- _Tasks to carry out_
a – Translate this sentence from the article about Jeanne Cheng's restaurant into Spanish: "Cheng said the dish draws from the Asian way of eating meats and vegetables wrapped in rice."
b – Carry the article about Jeanne Cheng's restaurant forward from its last sentence.

==== Selected extract ====

Jeanne Cheng packs lunches in a shade of green each day for her son, Kye. Green eggs, green apple juice and green mac and cheese all fortified with added vegetables are just a few of the items featured in his lunchbox.
“For his hamburgers, I’d blend swiss chard and different vegetables into the meat,” said Cheng, a UCLA alumna. “I would always just try and give him things that were really yummy that his peers were eating.”
Cheng’s main goal has always been to provide her son nutritious and tasty foods, especially given Kye’s strict dietary restrictions due to his gluten and dairy allergies.
Eventually, Cheng realized her foods could be taken outside the lunchbox and shared with the world. When her son started kindergarten in 2012, Cheng developed the idea for Kye’s, a quick service healthy food restaurant named after her son. It opened in Santa Monica in November 2014, combining Cheng’s passion for nutrition with flavors from her Asian heritage.
The main attraction at Kye’s is the “KyeRito,” similar to a burrito with an outer layer of romaine lettuce, collard greens or seaweed. Cheng said the dish draws from the Asian way of eating meats and vegetables wrapped in rice.
Although Cheng never worked in a restaurant or had professional cooking experience before opening Kye’s, she said her background in health and molecular biology degree helped fuel her business idea by giving her insight into what the body needs to function optimally.
“Everything I’ve ever done and studied and experienced in life is going into this full force,” Cheng said.
Cheng sees a connection between her past medicinal education and current endeavors as a full-time business owner of a healthy food restaurant; she said she approaches cooking the same way she did her biology lab work in college.
“When you’re in the lab doing all these experiments, you’re following a very precise procedure in order to get a result,” Cheng said. “That’s exactly what someone with cooking is doing – it’s the same type of process.”
After earning her degree, Cheng said she decided to focus more on preventative medicine, pursuing studies at the Shanghai University of Traditional Chinese Medicine. She said her east-meets-west experiences factor into her restaurant menu, which features a variety of Asian-inspired ingredients like seaweed and root vegetables, and her food philosophy of KyeChi, a portmanteau of “Kye’s” and “tai chi.”
“(KyeChi) serves both the yin or nutritional reasons of why we eat, as well as the yang of why we eat, which is for the pleasure and happiness food brings us,” Cheng said.

==== Data extract ====

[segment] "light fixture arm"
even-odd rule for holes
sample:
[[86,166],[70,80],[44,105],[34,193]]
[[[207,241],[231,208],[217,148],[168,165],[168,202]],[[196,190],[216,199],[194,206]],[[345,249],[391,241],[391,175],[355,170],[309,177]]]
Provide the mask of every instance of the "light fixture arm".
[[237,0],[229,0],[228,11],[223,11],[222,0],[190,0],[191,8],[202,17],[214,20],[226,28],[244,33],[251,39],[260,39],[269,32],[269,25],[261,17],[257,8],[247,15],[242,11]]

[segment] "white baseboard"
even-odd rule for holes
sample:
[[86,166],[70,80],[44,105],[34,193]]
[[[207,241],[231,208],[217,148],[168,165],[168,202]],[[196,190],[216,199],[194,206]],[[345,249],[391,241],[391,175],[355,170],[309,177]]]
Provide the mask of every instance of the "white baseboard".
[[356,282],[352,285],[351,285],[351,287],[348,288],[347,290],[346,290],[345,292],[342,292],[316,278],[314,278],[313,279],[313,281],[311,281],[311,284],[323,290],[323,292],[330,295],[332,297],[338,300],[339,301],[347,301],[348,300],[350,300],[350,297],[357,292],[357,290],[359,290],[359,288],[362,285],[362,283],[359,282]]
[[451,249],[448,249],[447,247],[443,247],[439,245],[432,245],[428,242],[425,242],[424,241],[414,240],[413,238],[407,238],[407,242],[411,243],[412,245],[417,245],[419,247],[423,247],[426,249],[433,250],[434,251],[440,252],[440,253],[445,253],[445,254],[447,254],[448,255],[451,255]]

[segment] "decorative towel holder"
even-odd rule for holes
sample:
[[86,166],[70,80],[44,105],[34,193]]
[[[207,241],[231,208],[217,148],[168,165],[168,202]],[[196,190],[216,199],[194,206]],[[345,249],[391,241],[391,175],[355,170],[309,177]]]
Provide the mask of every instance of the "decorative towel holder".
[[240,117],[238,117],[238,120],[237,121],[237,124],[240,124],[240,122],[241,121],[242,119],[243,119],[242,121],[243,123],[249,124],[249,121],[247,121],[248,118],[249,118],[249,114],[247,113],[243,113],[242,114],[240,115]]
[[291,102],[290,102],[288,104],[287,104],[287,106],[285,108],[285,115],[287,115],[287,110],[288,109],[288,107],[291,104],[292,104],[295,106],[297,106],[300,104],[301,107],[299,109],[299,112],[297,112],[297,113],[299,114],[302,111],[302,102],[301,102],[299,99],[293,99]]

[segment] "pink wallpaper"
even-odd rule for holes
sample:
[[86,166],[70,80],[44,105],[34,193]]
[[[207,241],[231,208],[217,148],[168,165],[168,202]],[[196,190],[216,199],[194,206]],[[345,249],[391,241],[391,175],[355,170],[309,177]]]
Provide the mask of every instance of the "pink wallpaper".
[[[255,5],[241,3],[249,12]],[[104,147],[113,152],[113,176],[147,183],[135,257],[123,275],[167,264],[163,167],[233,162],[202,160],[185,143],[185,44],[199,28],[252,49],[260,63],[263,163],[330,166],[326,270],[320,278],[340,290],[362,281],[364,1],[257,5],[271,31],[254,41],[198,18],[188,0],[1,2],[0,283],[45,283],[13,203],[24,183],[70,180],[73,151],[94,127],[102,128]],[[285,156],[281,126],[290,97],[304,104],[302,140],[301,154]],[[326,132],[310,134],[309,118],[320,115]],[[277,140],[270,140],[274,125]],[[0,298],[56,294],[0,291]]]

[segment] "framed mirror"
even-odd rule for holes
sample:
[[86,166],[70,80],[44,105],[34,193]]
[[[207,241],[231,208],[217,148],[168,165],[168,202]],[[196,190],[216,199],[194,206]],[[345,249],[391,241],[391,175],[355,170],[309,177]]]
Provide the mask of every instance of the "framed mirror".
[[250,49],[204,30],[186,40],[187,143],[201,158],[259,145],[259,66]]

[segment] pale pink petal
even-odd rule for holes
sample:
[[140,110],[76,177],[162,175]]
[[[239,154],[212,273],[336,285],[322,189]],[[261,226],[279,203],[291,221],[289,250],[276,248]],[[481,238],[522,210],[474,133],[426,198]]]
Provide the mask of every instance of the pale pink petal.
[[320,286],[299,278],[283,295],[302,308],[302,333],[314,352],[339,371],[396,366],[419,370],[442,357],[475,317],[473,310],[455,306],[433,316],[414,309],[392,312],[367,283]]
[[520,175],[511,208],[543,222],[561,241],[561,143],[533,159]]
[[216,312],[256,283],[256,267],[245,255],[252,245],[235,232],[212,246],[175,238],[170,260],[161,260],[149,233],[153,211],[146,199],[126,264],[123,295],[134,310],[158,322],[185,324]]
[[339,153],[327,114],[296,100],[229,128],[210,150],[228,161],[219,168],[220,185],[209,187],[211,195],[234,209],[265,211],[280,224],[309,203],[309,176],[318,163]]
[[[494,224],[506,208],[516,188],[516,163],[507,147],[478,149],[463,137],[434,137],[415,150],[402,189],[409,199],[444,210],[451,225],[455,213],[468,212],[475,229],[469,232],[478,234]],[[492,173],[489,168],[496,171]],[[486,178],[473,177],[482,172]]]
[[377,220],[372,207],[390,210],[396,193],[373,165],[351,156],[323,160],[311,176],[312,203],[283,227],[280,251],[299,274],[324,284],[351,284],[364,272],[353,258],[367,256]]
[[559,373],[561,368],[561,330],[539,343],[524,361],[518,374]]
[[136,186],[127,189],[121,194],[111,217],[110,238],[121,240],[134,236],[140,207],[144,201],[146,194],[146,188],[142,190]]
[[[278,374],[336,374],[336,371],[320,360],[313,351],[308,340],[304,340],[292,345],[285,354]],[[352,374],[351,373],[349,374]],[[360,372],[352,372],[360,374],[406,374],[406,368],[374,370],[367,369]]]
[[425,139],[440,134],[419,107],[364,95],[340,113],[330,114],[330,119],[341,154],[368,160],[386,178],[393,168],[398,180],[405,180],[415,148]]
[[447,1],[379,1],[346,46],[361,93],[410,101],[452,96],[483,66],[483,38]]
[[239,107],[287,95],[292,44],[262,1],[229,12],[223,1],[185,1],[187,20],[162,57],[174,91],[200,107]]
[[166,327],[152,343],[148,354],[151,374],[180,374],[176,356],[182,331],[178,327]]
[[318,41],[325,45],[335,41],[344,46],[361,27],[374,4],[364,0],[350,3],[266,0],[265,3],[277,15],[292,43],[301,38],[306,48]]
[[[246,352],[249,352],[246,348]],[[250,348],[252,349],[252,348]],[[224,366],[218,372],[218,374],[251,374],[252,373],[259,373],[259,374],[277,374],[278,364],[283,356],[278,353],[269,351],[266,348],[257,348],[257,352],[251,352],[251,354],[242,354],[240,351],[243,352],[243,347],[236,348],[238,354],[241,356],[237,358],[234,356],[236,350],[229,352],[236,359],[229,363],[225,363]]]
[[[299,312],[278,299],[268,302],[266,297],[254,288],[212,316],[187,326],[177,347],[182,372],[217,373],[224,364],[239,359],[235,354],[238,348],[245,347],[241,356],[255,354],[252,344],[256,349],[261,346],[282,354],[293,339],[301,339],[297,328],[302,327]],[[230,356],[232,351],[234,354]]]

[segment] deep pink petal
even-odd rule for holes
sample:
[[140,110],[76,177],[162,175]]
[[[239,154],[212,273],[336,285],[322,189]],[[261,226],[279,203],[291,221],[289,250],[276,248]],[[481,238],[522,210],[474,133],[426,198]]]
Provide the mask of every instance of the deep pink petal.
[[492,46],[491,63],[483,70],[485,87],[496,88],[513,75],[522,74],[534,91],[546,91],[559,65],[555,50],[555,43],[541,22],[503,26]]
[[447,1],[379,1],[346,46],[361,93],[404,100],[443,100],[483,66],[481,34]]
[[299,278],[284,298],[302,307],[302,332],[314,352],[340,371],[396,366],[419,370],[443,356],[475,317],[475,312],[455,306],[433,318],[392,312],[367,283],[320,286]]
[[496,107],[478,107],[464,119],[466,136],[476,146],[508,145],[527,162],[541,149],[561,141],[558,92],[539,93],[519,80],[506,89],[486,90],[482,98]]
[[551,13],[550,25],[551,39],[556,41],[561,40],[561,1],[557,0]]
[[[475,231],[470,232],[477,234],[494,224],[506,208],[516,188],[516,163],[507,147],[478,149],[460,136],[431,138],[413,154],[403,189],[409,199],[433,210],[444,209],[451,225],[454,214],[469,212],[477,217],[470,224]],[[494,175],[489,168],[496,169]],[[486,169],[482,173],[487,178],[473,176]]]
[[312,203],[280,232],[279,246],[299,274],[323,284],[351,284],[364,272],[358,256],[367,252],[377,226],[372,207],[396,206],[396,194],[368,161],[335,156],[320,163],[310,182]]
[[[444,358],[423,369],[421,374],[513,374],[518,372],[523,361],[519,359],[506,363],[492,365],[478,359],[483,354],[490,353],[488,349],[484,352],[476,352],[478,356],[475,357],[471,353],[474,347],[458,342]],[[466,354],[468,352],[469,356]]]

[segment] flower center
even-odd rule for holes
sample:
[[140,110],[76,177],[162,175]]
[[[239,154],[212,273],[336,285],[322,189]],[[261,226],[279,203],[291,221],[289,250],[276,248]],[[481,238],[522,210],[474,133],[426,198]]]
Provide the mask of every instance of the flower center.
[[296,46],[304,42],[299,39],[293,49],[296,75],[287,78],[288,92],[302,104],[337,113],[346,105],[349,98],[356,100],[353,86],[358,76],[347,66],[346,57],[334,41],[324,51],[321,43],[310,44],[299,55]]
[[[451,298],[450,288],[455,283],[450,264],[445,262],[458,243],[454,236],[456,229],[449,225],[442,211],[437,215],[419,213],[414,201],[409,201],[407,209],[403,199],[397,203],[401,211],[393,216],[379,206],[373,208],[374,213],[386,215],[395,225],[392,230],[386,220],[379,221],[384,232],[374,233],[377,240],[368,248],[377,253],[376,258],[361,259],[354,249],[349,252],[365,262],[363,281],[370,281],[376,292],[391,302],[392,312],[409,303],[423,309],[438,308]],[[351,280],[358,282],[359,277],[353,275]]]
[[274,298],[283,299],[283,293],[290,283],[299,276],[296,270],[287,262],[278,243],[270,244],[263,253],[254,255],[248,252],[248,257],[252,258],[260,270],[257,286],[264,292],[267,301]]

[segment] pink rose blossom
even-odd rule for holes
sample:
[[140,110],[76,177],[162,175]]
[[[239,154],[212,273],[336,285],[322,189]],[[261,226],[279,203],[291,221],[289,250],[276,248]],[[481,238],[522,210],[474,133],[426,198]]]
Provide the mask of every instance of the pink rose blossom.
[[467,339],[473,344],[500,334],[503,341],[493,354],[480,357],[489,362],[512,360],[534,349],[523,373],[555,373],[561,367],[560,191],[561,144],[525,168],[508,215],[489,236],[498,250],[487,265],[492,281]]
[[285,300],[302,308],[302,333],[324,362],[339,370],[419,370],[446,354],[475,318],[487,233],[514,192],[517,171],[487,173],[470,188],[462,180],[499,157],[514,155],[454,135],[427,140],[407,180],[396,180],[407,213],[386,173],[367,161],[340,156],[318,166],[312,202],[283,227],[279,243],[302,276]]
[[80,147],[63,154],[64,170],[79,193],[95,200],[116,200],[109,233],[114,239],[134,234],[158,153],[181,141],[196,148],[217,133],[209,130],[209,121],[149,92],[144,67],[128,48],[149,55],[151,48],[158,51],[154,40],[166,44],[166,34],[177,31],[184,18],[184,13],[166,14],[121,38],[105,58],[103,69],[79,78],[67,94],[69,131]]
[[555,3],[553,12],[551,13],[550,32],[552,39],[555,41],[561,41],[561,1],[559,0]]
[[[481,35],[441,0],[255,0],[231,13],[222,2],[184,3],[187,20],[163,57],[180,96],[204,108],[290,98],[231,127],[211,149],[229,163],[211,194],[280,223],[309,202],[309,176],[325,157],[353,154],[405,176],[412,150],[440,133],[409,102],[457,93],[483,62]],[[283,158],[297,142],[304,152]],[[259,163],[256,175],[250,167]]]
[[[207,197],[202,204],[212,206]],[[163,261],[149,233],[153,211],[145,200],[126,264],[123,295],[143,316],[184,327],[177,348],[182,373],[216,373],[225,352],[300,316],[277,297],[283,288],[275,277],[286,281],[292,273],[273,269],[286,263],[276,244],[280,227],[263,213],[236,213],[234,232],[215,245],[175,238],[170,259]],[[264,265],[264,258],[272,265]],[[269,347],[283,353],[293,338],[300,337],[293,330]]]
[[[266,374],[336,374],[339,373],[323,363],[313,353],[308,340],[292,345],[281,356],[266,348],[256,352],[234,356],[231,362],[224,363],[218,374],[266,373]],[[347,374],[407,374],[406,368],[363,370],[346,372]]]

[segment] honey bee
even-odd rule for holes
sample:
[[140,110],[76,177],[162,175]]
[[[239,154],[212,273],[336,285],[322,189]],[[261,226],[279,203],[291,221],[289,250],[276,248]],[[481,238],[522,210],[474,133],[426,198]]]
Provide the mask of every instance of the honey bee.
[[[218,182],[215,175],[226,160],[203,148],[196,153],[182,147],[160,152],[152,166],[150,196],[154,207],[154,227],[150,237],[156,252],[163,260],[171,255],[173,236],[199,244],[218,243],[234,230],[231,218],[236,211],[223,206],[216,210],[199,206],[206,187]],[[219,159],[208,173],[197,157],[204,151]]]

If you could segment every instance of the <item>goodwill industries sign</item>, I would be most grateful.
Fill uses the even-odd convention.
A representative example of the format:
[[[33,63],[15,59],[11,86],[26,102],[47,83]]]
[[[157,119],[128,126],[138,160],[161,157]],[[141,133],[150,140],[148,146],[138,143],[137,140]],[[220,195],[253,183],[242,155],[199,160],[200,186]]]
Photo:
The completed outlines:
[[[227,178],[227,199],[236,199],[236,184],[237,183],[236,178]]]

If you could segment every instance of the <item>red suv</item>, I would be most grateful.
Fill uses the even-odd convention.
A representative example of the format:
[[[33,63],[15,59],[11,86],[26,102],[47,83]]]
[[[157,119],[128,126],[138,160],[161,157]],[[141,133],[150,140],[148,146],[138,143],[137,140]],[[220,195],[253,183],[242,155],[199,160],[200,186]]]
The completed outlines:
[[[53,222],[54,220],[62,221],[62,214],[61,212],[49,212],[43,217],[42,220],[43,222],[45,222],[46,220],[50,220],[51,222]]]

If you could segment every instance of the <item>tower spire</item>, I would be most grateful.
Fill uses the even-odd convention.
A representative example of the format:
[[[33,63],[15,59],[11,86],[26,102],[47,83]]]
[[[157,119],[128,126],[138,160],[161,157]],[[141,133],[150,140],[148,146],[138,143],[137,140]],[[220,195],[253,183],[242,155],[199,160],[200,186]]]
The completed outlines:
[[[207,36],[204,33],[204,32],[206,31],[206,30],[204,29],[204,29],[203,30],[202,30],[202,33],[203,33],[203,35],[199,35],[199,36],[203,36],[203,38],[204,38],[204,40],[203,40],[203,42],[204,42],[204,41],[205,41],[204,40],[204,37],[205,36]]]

====

- _Your responses_
a – Cheng dijo que el plato se inspira en la forma asiática de comer carnes y verduras envueltas en arroz.

b –
Rouha Sadighi, the general manager and executive chef at Kye’s, said Cheng’s approach to food has made her think about nutrition in a way she never has before.
“I’ve learned a lot about food as a healing mechanism from (Cheng),” Sadighi said.
Sadighi said Kye’s is trying to change the way people view and consume health foods, appealing to a wider audience.
For example, Kye’s burgers have the bun removed and chard, brown rice and nori added, but Sadighi said it tastes like a real burger because it uses high quality beef rather than vegan imitation meats.
“I think there’s a weird kind of stigma with healthy food – with foods that are vegetarian- and vegan-friendly – where people just think it’s not going to taste good,” Sadhigi said.
Lynn Miller, Cheng’s business partner and fellow healthy food proponent, said she thinks Kye’s stands out among the myriad of Los Angeles’ healthy fare because of the grab-and-go design of the KyeRito.
“There’s healthy food, there’s convenient food, there’s gourmet food out there,” Miller said. “But we’re bringing them all together in one package and introducing a new product.”
To extend Kye’s local reach, Cheng has partnered with UberEATS, a restaurant delivery service owned by Uber, and opened a grab-and-go service in downtown Los Angeles.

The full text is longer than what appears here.